*The task:* Copy every entry exactly.

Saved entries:
====

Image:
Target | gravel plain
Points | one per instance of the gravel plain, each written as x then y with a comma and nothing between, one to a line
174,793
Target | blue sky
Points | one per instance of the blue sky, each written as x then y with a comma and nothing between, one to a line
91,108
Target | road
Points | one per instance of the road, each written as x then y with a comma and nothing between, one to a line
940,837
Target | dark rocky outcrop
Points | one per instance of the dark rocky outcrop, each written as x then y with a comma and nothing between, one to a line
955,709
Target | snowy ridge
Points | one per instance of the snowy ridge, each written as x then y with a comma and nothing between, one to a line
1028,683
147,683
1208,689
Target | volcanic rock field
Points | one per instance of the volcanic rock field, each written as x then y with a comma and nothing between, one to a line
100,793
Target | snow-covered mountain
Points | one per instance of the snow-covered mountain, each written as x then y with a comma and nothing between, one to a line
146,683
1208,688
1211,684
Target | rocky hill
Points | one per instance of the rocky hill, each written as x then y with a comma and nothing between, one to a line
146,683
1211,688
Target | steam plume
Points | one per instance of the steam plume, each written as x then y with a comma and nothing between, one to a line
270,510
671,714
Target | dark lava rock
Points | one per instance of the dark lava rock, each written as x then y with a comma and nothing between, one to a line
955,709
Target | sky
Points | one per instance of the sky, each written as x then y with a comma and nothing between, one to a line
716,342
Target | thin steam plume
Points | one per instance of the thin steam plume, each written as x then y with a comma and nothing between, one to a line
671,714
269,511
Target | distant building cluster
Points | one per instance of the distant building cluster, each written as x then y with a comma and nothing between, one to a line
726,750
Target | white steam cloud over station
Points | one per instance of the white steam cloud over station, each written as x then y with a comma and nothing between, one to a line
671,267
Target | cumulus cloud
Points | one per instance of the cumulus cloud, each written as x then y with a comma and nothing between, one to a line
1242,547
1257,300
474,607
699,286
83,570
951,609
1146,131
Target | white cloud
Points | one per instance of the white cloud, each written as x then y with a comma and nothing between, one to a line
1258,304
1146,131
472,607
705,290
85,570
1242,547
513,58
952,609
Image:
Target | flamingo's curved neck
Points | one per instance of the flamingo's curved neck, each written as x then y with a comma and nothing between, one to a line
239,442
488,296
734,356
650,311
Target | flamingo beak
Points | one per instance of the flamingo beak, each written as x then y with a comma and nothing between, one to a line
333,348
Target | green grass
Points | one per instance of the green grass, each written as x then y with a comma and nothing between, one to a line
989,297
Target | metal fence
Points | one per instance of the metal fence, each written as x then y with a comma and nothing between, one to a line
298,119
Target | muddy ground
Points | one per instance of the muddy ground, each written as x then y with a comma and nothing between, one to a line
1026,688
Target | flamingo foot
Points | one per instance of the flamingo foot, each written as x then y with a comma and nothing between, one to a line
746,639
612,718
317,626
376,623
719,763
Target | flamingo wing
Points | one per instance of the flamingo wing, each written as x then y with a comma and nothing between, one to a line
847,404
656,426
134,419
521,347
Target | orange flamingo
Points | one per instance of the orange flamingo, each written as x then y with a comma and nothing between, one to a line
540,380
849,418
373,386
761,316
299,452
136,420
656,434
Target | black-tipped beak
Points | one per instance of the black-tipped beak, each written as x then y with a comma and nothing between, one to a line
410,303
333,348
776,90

====

*Exercise response:*
Image:
Target | gravel plain
Points | one per instance of the gravel plain, each written as x then y with a comma and nothing between, one to a line
174,793
Target | blue sky
Points | one per instance of the blue sky, each written as x then y with a comma and nothing between, one to a line
91,108
Target | road
Points | one per instance of the road, each written as x then y with a comma and nothing between, one to a line
940,837
Target | dark rocky outcrop
Points | one per instance of the dark rocky outcrop, each written as x then y with a comma and nothing between, one to a line
955,709
Target | snowy ridge
Points | one per instance of the snowy ridge, each written as x then y with a comma and nothing between, one to a line
1028,683
147,683
1208,689
Target | volcanic rock field
Points | one per instance of the volcanic rock field, each written as x then y with a comma and nothing between, one to a line
100,793
Target | snow-covered mountain
Points | one per instance of the snow-covered mountain, each written as x then y with a comma and nothing between, one to a line
146,683
1208,688
1211,684
Target | rocky hill
Points | one per instance of the rocky hill, each written as x then y with a comma and nothing between, one to a line
146,683
1211,688
Target | steam plume
Points | one per instance of the steam plume, each written as x then y with a comma and nothing between, one to a line
270,510
671,714
Target | dark lava rock
Points | one per instance of the dark lava rock, each written as x then y with a comma and nothing between, one to a line
955,709
Target | sky
Points | one per instance of the sky, each written as x then y with a comma and nothing between, one to a line
716,342
Target | thin steam plume
Points | one per instance of the thin steam plume, each written as x then y with a comma and nothing between, one to a line
671,714
269,511
Target | distant building cluster
Points | one per instance of the distant building cluster, each written as x then y with a comma and nothing between, one to a line
726,750
Target | white steam cloud over station
Points | one per instance of the white steam cloud over station, each written as x then y with a comma and nothing between, one to a line
671,267
Target | cumulus cloud
Points | one per instance of the cumulus cloud, each written as x then y with a comma and nothing between, one to a line
1242,547
1257,300
474,607
699,286
83,570
951,609
1146,131
Target | white cloud
Points | one per instance of the white cloud, each written as x then y with a comma and nothing between, one to a line
1258,304
1146,131
472,607
705,290
85,570
1242,547
513,58
952,609
Image:
Target | flamingo's curved neck
Points | one per instance of the flamingo's curved neck, each written as x then y with a comma and nothing between, one to a line
239,442
488,296
734,356
650,311
Target | flamingo beak
Points | one per instance of the flamingo beak, each written as x then y with a comma and nothing between, one to a line
333,348
Target | green grass
Points | one per instance of the green grass, each written as x then y with a comma and nothing between, one to a line
989,297
Target | metal fence
Points | one per instance of the metal fence, each written as x then y with a comma and nothing between, one to a line
298,119
Target | muddy ground
Points | one per instance of the muddy ground, each written as x then y with a comma and nothing between, one to a line
1026,688
Target | flamingo foot
Points | one per instance of the flamingo foot, each written as x then y with a comma and nothing between, one to a line
746,639
612,718
317,626
376,623
719,763
Target | flamingo wing
Points | one per instance of the flamingo wing, each written as x then y with a comma and nothing between, one to a line
847,404
656,426
134,419
521,347
Target | orange flamingo
Points | one per instance of the orange flamingo, each written as x then y with a comma and nothing between, one to a line
540,380
849,418
373,386
761,316
299,452
136,420
656,434
Target | black-tipped beak
Points | one per instance of the black-tipped beak, each written as x then y with a comma and nothing between, one to a line
410,303
333,348
776,90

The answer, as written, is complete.